__Items listed in a dataset__
________________________
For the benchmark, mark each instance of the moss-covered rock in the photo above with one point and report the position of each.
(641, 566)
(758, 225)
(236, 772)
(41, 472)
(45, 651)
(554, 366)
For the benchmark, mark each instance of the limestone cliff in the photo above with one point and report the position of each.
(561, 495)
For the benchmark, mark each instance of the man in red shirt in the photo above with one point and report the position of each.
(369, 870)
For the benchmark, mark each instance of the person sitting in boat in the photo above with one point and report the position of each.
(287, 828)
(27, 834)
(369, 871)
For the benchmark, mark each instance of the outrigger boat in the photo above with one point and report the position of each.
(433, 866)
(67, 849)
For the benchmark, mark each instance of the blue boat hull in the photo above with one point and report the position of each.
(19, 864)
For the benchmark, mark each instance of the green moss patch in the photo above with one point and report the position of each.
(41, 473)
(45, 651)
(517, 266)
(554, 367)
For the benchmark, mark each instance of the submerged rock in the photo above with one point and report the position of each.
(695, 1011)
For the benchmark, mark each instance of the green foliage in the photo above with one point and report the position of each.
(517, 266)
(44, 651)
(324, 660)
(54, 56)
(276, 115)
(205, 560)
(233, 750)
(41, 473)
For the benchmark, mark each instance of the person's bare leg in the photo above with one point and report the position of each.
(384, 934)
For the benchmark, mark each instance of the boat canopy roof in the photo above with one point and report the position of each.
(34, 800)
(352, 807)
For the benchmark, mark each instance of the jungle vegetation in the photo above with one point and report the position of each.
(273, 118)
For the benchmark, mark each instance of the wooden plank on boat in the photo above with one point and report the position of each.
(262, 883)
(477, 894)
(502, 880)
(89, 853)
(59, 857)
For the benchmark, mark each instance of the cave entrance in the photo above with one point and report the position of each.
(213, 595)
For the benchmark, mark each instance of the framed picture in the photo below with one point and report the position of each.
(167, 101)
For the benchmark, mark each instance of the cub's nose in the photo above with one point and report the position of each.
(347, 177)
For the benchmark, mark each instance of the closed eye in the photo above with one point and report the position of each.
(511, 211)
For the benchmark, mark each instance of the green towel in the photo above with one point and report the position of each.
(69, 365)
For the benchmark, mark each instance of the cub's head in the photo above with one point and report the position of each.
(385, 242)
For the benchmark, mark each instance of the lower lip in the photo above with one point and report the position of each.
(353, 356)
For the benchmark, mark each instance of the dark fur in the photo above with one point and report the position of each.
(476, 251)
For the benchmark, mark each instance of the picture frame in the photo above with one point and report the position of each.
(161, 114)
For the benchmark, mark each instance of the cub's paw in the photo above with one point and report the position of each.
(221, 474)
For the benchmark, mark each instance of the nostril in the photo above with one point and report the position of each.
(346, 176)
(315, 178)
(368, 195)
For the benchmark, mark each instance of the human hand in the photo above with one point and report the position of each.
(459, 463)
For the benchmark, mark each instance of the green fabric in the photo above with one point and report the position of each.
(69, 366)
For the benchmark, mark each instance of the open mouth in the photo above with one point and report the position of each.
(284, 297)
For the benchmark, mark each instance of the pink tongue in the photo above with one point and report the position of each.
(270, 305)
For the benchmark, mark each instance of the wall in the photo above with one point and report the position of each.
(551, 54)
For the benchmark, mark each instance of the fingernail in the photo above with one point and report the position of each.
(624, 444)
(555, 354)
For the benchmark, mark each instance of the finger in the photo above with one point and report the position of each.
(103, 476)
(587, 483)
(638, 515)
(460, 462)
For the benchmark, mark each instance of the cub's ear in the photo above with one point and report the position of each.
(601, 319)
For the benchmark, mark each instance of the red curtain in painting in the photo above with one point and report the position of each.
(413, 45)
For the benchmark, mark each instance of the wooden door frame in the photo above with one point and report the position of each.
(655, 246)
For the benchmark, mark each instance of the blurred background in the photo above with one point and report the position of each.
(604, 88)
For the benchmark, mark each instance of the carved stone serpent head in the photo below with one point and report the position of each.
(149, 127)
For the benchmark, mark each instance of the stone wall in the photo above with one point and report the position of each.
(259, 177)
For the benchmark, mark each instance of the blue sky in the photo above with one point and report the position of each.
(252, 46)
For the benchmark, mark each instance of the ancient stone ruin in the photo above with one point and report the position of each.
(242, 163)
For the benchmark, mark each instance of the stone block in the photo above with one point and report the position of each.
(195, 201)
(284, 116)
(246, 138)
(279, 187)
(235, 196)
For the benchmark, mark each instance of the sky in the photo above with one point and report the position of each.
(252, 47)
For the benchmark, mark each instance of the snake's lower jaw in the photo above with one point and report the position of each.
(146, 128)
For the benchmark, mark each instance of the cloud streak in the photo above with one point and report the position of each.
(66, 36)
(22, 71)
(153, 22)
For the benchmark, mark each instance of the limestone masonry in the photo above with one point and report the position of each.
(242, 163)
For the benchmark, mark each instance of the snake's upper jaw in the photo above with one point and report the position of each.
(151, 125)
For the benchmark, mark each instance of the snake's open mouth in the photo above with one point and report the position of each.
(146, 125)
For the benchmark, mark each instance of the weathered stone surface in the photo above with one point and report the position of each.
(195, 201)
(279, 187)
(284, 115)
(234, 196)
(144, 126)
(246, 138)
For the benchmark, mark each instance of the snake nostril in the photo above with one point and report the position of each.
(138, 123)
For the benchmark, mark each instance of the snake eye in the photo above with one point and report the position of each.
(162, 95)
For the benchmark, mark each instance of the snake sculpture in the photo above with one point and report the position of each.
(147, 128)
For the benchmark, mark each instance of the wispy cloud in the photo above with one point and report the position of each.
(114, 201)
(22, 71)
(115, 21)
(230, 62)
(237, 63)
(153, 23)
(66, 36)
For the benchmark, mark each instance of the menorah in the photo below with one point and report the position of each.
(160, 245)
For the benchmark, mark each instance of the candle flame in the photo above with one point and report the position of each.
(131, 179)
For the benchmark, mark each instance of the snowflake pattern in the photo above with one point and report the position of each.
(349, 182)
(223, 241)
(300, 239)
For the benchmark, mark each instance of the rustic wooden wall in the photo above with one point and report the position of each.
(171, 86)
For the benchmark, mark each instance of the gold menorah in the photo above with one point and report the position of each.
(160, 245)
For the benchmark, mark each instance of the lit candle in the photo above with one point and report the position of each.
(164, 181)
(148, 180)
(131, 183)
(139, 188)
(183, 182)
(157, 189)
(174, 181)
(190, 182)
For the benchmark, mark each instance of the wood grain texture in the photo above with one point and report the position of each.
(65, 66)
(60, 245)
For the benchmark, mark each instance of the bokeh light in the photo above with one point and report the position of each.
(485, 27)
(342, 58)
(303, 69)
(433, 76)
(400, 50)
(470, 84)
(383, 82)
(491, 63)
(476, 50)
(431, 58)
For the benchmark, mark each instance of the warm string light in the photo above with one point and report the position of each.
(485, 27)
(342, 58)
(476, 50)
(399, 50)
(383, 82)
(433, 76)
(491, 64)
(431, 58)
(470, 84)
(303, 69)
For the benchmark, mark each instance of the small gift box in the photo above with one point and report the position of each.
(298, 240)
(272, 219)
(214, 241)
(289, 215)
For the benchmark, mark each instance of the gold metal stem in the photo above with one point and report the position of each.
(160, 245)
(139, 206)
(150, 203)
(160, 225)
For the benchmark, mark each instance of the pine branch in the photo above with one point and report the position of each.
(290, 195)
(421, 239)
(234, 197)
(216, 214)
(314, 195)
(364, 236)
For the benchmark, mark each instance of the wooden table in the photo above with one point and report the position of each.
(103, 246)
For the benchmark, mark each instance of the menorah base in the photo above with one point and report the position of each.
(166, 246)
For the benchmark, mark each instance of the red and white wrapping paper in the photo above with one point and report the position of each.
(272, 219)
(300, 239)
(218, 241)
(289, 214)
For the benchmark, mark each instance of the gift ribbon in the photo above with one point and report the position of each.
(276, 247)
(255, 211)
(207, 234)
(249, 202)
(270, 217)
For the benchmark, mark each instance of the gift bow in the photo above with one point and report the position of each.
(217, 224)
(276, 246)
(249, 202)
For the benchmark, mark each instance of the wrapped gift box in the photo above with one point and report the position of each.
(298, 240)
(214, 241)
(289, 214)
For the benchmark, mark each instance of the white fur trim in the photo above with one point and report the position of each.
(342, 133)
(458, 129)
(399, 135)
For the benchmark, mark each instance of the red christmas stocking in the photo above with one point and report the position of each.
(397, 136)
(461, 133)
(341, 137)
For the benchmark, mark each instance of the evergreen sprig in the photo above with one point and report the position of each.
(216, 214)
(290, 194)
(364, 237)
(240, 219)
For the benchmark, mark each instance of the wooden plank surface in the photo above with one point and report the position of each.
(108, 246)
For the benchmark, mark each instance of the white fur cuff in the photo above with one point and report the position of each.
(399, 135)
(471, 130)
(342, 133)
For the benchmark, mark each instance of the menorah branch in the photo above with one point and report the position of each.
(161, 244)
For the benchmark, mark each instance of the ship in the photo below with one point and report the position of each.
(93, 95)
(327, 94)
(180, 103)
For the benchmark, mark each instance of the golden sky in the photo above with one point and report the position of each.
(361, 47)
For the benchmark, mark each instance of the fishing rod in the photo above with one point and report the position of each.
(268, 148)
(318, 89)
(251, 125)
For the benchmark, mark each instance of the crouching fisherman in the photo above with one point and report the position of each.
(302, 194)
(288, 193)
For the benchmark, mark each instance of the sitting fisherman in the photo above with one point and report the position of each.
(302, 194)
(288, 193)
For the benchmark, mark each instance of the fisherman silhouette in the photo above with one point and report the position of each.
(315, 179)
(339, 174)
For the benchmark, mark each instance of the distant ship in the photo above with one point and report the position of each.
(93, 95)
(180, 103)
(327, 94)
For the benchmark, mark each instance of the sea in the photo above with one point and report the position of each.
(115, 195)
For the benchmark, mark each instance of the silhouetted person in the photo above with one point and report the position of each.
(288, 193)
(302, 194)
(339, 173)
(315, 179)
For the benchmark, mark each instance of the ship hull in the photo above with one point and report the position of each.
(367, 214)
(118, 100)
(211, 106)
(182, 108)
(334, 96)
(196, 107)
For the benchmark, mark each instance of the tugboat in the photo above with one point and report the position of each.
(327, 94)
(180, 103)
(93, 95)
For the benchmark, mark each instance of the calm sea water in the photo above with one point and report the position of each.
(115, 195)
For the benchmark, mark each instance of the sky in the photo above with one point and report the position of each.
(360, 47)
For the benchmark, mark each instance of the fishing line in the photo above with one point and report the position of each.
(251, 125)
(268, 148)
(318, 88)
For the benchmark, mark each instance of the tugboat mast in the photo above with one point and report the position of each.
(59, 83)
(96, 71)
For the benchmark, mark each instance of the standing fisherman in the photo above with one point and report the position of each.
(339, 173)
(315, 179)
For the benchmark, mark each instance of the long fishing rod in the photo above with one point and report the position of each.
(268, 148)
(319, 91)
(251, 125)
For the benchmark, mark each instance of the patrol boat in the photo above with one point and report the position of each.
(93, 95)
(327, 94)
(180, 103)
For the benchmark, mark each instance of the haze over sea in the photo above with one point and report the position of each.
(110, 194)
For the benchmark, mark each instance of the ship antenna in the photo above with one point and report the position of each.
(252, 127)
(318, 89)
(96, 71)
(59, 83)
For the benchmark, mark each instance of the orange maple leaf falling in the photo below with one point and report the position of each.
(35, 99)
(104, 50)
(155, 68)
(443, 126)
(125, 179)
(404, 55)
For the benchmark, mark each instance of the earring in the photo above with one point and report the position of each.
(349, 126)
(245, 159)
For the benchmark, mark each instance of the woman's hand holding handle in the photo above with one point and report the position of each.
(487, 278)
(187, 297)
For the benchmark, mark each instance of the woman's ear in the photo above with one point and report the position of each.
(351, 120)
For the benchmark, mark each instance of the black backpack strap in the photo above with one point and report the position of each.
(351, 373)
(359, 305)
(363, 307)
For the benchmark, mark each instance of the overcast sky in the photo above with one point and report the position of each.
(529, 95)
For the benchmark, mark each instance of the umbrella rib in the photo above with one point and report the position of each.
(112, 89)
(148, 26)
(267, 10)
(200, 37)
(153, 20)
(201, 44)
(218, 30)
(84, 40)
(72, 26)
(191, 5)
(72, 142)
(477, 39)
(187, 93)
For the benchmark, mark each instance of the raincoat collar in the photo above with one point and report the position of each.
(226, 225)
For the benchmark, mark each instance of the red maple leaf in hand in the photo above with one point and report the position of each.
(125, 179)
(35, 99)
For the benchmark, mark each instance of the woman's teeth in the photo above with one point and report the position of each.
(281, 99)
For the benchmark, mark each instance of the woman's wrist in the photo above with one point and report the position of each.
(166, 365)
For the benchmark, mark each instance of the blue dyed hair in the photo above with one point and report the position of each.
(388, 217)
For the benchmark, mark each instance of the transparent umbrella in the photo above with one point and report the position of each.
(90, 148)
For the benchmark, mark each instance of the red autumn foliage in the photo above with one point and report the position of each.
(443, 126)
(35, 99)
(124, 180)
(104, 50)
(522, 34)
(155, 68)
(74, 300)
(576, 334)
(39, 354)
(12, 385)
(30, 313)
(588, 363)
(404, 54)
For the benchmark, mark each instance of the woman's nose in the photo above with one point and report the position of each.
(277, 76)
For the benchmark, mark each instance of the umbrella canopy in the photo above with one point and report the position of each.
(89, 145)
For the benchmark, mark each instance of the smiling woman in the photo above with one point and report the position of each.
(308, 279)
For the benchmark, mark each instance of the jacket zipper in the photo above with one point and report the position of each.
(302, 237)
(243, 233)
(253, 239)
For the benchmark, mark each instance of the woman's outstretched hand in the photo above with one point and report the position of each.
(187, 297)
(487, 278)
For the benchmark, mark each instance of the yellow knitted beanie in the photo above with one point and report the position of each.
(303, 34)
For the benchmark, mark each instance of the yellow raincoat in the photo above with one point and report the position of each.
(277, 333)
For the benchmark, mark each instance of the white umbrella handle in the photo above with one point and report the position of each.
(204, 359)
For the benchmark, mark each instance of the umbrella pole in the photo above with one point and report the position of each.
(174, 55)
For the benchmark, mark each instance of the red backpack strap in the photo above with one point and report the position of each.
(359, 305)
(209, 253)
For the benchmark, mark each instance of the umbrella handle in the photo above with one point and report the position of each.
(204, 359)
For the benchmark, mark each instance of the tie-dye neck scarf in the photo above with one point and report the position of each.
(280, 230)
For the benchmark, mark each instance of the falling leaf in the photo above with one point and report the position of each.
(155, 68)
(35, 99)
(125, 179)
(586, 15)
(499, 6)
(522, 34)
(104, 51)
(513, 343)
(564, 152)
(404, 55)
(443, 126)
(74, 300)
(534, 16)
________________________
__Objective__
From the line with "For the benchmark, mark each instance of the umbrella handle" to the last line of the material, give every line again exactly, and only those lines.

__Finished exercise__
For the benchmark, mark each instance of the umbrella handle in the photo above with one point and report the position of each.
(204, 359)
For the benchmark, mark each instance of the tie-dye neck scarf in the photo above with one point and report the position of each.
(280, 230)
For the benchmark, mark each instance of the falling leaf in the photo above with one point and report the position of each.
(155, 68)
(35, 99)
(125, 179)
(586, 15)
(499, 6)
(522, 34)
(104, 51)
(513, 343)
(564, 152)
(404, 55)
(443, 126)
(74, 300)
(534, 16)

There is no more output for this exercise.